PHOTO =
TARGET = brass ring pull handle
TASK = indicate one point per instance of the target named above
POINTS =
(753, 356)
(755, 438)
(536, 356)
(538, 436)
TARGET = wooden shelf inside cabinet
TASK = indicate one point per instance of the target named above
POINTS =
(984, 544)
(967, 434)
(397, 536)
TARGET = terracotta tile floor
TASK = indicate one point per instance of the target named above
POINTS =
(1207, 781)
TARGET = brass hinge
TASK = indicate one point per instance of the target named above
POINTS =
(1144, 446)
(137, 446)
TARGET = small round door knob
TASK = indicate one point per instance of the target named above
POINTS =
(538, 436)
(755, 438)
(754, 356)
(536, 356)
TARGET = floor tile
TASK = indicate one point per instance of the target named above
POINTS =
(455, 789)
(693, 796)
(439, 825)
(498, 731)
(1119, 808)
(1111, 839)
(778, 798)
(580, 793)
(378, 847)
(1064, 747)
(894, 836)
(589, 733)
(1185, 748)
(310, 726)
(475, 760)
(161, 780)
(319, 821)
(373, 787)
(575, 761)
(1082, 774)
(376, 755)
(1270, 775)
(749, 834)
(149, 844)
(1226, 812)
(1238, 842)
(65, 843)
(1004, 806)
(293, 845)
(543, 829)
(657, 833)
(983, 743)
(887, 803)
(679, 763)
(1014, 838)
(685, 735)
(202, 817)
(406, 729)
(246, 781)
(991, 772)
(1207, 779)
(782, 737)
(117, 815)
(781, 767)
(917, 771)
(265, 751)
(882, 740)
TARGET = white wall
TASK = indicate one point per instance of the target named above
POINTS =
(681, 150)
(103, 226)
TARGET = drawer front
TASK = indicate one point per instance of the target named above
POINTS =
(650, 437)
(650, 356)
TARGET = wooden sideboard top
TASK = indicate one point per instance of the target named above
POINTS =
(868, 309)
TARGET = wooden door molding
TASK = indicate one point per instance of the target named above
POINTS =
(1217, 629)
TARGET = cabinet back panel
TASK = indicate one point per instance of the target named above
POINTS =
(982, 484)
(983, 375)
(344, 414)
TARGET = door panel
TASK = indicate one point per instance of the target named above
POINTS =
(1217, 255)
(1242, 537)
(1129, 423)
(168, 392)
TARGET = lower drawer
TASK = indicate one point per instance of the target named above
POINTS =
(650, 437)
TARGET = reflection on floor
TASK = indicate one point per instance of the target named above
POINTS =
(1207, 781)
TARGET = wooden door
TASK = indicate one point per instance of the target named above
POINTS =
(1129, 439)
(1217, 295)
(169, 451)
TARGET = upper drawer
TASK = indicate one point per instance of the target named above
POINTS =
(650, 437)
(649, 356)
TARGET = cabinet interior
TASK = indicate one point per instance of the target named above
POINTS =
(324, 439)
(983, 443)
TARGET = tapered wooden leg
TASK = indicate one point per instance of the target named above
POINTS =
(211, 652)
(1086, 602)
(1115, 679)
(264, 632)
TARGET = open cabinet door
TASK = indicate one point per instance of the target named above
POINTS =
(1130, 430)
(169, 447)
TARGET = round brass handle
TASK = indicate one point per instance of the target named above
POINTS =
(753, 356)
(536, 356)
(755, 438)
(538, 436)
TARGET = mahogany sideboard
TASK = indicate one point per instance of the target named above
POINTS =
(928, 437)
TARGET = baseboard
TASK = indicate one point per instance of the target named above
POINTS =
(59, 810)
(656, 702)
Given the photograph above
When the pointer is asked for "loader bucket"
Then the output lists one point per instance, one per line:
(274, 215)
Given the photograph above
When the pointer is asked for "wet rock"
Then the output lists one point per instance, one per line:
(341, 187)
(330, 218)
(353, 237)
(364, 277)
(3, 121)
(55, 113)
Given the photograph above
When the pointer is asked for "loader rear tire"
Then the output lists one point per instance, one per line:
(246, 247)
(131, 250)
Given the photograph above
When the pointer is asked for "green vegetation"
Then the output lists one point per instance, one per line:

=======

Your task = Return each line of the data exactly as written above.

Result for this exercise =
PHOTO =
TARGET = brass ring pull handle
TASK = indicate one point per instance of the target named above
POINTS =
(753, 356)
(755, 438)
(536, 356)
(538, 436)
TARGET = wooden shelf inside cabinet
TASK = indicate one point per instance of the target named above
POINTS =
(984, 544)
(967, 434)
(397, 536)
TARGET = terracotta tile floor
TASK = indicate one point per instance of the target named above
POINTS =
(1207, 781)
TARGET = brass hinge
TASK = indicate one point per instance of the target named above
POINTS =
(1144, 446)
(137, 446)
TARGET = small round door knob
TASK = indicate one point per instance of the target named above
POINTS =
(538, 436)
(755, 438)
(754, 356)
(536, 356)
TARGET = floor tile
TASK = indicate one point per instance of the target named above
POINTS =
(455, 789)
(693, 796)
(439, 825)
(498, 731)
(1119, 808)
(1111, 839)
(778, 798)
(580, 793)
(378, 847)
(1064, 747)
(894, 836)
(589, 733)
(1185, 748)
(310, 726)
(475, 760)
(161, 780)
(319, 821)
(373, 787)
(575, 761)
(1082, 774)
(376, 755)
(1270, 775)
(749, 834)
(149, 844)
(1226, 812)
(1238, 842)
(65, 843)
(1004, 806)
(293, 845)
(543, 829)
(657, 833)
(983, 743)
(887, 803)
(679, 763)
(1014, 838)
(685, 735)
(202, 817)
(406, 729)
(246, 781)
(991, 772)
(1207, 779)
(782, 737)
(117, 815)
(781, 767)
(917, 771)
(265, 751)
(882, 740)
TARGET = white wall
TASK = indicate one point per instance of the target named above
POINTS =
(681, 150)
(103, 226)
TARGET = drawer front
TASK = indicate one point per instance of the target named above
POINTS =
(650, 437)
(650, 356)
TARGET = wooden sideboard top
TASK = indicate one point per instance of the target named above
POINTS =
(868, 309)
TARGET = wooden door molding
TASK = indicate one point per instance of the target named above
POINTS =
(1217, 629)
TARGET = cabinet back panel
TASK = indicate one point per instance of the target named above
POINTS =
(982, 484)
(983, 375)
(344, 414)
TARGET = door panel
TASK = indicate one point per instance of the target named above
POINTS =
(1217, 255)
(1242, 537)
(1129, 423)
(168, 392)
TARGET = lower drawer
TASK = indicate one point per instance of the target named above
POINTS =
(650, 437)
TARGET = reflection on floor
TASK = indicate one point per instance of the target named above
POINTS =
(1207, 781)
TARGET = wooden door
TASK = indicate one point per instance of the target named above
POINTS =
(1129, 439)
(1217, 295)
(169, 451)
TARGET = upper drawer
TASK = indicate one point per instance of the target named above
POINTS =
(650, 437)
(649, 356)
TARGET = cabinet interior
TASK = indicate one point per instance of the target named above
POINTS =
(324, 439)
(983, 443)
TARGET = tapered wooden leg
TASK = indicate one point per instance of the target named above
POINTS =
(211, 652)
(1086, 602)
(1115, 679)
(264, 632)
TARGET = open cabinet door
TASK = indicate one point per instance of the target named above
POINTS =
(1130, 430)
(169, 447)
TARGET = round brass handle
TASK = indicate one point per instance of the target named above
POINTS =
(753, 356)
(536, 356)
(755, 438)
(538, 436)
TARGET = mahogany sideboard
TASK = indicate one point per instance of the target named above
POINTS =
(928, 437)
TARGET = baseboard
TASK = indicate one point per instance of the target named above
POINTS =
(59, 810)
(656, 702)
Given the photograph above
When the pointer is asked for "loader bucket"
Then the output lists one point per instance, one per line:
(274, 215)
Given the photograph above
When the pointer is asked for "wet rock"
Then the output lists one point per instance, one per line:
(341, 187)
(330, 218)
(353, 237)
(364, 277)
(3, 121)
(55, 113)
Given the photograph above
When the pointer is asked for "loader rear tire"
Then the output lists one point per instance, one per line:
(246, 247)
(131, 250)
Given the photograph above
When the pointer is asked for "green vegetation"
Then the output lists one point per instance, one per line:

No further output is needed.